* To do *
1. The passage about artwork and favorite wines mentions several places where the writer's "favorites" sit. List each of these places.
2. Using the passage about artwork and favorite wines, explain why the writer never knows how to answer the question "What is your favorite wine?"
3. Pick up the passage about artwork and favorite wines after its last sentence and continue it.

* Passage to read *
========

I happen to be particularly fond of watercolors, and have really enjoyed how Meredith’s work has been evolving, with lots of lively color balanced with soothing expanses of white space. I also invite you to look more closely at Jyl’s interesting art-deco mirrors and old-time Lummi Island cannery labels.
From time to time a visitor to the wine shop asks, “What is your favorite wine?” At first glance this is a perfectly reasonable question. But I am always surprised by the question, and never know how to answer. At some level, I don’t have a “favorite,” because for me, at least, it doesn’t work like that. I have lots and lots of “favorites,” little pleasures sitting patiently, (or indifferently), on a shelf, or in the shop, or in the “cellar,”or in an unopened box somewhere I haven’t even opened yet. The problem is with the question, of course, the assumption that there is, or could be, or needs to be, one single favorite. But I kinda think hedonism just doesn’t work that way. It’s not so much a matter of good-better-best, but more a matter of these kinds of pleasures, or those kinds of pleasures. I mean…there are So Many, and they are So Good!

========

* Given records *
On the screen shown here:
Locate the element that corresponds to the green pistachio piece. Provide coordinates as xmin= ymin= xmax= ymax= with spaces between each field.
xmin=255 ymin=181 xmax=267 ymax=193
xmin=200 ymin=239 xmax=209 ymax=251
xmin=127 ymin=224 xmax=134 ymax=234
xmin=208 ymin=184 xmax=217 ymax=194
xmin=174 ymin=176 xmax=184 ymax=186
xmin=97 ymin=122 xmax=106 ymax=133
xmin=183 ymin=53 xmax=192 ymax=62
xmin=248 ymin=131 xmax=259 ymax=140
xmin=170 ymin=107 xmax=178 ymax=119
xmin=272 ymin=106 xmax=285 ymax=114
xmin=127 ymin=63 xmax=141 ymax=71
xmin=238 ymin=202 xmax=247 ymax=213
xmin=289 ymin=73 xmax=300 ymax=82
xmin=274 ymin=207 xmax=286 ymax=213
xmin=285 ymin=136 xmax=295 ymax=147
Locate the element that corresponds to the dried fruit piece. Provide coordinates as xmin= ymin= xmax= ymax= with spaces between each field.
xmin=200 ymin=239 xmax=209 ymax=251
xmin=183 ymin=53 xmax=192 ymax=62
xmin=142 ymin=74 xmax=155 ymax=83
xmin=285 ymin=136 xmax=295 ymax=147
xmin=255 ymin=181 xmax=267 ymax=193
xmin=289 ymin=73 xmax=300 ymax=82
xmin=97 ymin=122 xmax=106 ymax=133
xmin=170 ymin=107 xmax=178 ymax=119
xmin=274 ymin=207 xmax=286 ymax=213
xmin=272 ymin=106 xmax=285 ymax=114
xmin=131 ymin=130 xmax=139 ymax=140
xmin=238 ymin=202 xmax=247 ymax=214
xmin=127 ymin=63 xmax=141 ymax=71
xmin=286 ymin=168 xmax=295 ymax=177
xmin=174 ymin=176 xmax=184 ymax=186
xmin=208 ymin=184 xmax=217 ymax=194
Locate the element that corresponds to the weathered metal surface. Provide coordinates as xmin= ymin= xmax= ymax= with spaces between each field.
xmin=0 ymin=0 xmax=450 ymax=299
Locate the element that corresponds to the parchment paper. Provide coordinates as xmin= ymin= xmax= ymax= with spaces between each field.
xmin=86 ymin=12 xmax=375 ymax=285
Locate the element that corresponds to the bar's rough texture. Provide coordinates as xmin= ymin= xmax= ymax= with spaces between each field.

========

* Responses *
1.
- on a shelf
- in the shop
- in the "cellar"
- in an unopened box somewhere

2. The writer has no single favorite. There are lots of "favorites," and the question wrongly assumes there is or needs to be one. For the writer, these pleasures are not ranked good-better-best but are different kinds of pleasures.

3.
The Logo at left is a really nicely done logo for Gorman Winery in Woodinville. We stopped by their tasting room a few weeks ago and were duly impressed; the wines are carefully made, definitely New World (big and extracted), and well worth savoring. I have been going through a periodic “chardonnay” phase, and I have to admit the Gorman chardonnay really caught my attention. A few years ago, when I didn’t like chardonnay, for all the reasons YOU probably don’t like chardonnay, we went to a high-end wine event, with scores of very expensive and highly regarded wines. I was amazed to find that my two favorites were both chardonnays. All you need to know is that the Gorman “BIg Sissy” chardonnay made a big impression, and we will let you taste it and make up your own mind this weekend…!
This week’s tasting
Château Coujan Rouge ’11 France $11
Grenache, Mourvèdre, Syrah, Cinsault. Imagine a bowl of fresh cherries and raspberries disguised as wine.
Simple on first sip, evolves in the glass and works well with food.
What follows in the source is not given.